* [TASK INSTRUCTIONS]: When a line in the data below includes "center", pick it out and copy it.

* [Stored data entries]:

--------------------

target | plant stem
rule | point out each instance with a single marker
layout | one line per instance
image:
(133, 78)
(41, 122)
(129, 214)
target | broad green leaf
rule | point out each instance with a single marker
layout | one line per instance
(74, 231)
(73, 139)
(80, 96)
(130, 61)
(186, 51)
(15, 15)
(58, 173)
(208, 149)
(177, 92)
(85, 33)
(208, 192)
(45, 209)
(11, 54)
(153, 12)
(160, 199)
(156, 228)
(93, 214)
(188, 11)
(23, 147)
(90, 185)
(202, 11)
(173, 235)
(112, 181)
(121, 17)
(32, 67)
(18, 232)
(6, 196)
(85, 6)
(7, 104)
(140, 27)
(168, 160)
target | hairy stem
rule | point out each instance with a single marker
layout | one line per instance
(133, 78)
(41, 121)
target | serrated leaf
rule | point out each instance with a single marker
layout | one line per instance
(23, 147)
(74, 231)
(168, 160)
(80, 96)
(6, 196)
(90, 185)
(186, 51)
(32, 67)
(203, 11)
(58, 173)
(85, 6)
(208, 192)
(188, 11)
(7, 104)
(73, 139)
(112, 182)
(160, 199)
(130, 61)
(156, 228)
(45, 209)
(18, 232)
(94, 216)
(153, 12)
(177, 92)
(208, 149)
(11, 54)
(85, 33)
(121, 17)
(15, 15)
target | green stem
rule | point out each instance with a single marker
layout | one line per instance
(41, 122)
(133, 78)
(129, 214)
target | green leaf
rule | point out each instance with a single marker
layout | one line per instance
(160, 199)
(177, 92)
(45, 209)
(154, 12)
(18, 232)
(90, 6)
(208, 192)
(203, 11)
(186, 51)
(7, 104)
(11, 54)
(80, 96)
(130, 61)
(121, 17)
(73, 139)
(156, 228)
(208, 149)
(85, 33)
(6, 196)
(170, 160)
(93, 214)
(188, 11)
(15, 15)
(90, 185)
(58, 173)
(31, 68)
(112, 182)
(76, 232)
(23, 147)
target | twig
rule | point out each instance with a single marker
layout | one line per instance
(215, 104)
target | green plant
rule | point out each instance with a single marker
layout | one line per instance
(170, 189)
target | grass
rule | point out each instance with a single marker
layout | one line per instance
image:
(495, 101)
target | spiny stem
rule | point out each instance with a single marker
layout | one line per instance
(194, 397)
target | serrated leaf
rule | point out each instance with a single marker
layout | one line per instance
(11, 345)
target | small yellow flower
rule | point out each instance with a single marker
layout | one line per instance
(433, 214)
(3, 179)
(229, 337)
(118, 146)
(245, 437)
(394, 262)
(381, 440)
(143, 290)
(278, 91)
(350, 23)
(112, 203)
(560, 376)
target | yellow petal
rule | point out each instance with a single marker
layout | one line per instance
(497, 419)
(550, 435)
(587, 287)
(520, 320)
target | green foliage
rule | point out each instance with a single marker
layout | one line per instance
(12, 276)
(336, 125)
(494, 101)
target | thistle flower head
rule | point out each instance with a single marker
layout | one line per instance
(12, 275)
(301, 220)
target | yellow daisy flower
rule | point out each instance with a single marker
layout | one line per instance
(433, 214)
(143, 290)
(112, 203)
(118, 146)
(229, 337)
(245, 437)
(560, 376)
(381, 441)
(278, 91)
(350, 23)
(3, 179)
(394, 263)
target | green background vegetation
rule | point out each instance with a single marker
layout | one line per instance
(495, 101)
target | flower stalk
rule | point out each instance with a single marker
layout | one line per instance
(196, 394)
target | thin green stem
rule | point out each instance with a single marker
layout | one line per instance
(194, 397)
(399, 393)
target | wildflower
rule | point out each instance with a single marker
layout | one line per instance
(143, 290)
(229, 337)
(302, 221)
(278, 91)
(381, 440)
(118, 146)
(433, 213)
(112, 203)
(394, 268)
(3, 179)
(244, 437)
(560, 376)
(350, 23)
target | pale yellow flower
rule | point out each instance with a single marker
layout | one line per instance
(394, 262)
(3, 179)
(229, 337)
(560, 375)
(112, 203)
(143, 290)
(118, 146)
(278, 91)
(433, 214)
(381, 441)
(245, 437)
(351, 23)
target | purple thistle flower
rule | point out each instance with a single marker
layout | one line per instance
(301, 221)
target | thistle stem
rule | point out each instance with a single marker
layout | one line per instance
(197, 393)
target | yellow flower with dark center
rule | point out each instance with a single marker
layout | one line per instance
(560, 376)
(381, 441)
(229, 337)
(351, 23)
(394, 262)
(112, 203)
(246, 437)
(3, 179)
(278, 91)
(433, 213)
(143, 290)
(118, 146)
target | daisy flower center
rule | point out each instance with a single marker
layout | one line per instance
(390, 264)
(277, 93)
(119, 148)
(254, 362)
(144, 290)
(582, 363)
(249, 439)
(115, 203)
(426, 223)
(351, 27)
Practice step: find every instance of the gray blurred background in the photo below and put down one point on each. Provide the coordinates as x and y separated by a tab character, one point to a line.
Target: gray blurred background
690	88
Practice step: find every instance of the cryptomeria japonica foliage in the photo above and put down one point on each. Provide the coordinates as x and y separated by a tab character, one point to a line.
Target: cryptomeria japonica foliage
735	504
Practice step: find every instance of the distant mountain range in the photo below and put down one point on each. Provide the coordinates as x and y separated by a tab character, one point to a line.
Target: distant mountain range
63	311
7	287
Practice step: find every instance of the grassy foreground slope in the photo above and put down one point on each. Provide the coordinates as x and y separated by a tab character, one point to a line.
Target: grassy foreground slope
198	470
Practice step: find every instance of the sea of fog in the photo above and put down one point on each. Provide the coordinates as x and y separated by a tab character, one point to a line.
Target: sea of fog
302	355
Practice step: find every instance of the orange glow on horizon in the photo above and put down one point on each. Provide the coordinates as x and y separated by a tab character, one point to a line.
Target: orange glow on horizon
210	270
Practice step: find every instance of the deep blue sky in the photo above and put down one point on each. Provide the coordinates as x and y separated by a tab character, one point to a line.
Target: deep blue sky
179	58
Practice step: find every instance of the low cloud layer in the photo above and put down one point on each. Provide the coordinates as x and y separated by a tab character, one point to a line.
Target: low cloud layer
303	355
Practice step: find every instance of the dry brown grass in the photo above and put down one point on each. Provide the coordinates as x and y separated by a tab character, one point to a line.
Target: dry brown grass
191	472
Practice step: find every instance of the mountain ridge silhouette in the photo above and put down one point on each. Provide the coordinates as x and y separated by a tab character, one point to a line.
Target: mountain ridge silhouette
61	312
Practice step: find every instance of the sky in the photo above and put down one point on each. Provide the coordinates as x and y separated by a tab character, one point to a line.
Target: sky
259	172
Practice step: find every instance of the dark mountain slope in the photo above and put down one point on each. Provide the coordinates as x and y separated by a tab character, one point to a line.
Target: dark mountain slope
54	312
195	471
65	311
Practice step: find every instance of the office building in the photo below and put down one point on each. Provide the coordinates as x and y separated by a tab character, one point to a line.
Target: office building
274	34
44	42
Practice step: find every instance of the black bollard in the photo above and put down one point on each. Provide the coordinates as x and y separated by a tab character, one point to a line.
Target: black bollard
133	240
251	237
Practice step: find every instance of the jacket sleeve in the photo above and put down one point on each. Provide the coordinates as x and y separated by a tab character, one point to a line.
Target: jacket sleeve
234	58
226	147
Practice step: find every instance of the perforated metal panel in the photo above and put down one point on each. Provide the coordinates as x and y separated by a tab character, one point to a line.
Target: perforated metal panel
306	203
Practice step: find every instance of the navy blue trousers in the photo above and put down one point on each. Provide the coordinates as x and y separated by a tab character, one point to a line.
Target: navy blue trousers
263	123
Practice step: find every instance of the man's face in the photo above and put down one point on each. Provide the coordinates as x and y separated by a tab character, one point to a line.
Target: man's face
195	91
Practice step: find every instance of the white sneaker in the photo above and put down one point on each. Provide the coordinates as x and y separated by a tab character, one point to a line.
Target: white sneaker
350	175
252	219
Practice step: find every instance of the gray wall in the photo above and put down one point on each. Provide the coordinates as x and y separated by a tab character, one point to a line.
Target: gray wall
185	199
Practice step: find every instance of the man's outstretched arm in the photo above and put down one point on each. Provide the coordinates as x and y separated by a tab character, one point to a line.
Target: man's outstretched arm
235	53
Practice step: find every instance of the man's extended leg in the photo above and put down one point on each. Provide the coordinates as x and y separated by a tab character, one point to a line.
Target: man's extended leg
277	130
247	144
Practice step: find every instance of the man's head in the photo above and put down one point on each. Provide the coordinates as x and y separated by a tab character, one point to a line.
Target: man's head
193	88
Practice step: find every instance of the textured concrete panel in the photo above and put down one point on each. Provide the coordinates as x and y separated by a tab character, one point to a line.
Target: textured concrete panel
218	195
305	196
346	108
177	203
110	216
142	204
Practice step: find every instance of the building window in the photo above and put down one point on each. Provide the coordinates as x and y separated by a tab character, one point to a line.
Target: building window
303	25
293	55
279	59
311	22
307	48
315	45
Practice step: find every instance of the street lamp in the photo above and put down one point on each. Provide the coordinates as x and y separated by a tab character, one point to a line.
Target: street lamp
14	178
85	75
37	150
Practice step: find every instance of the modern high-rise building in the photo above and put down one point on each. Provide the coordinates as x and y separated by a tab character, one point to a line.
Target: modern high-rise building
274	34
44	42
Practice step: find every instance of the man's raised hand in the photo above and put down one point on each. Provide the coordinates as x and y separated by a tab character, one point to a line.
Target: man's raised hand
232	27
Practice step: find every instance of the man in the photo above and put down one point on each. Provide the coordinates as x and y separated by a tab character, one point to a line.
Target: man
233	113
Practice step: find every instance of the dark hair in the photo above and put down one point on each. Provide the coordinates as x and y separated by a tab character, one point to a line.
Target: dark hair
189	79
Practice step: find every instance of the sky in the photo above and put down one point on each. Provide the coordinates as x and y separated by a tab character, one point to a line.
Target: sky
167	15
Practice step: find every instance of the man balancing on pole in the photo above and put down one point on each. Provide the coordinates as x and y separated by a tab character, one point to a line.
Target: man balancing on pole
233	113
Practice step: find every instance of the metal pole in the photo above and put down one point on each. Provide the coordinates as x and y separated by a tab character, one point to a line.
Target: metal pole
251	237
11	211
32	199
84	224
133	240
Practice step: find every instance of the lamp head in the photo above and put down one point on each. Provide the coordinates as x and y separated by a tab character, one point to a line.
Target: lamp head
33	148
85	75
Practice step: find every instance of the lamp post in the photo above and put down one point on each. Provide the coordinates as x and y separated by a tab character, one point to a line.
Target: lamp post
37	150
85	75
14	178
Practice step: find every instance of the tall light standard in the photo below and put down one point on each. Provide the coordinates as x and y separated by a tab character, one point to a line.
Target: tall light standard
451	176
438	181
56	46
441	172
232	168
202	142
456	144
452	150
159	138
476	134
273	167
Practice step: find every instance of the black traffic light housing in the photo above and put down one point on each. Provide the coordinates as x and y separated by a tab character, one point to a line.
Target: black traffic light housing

--------------------

* [TASK ANSWER]:
target | yellow flower with dark center
target | daisy flower center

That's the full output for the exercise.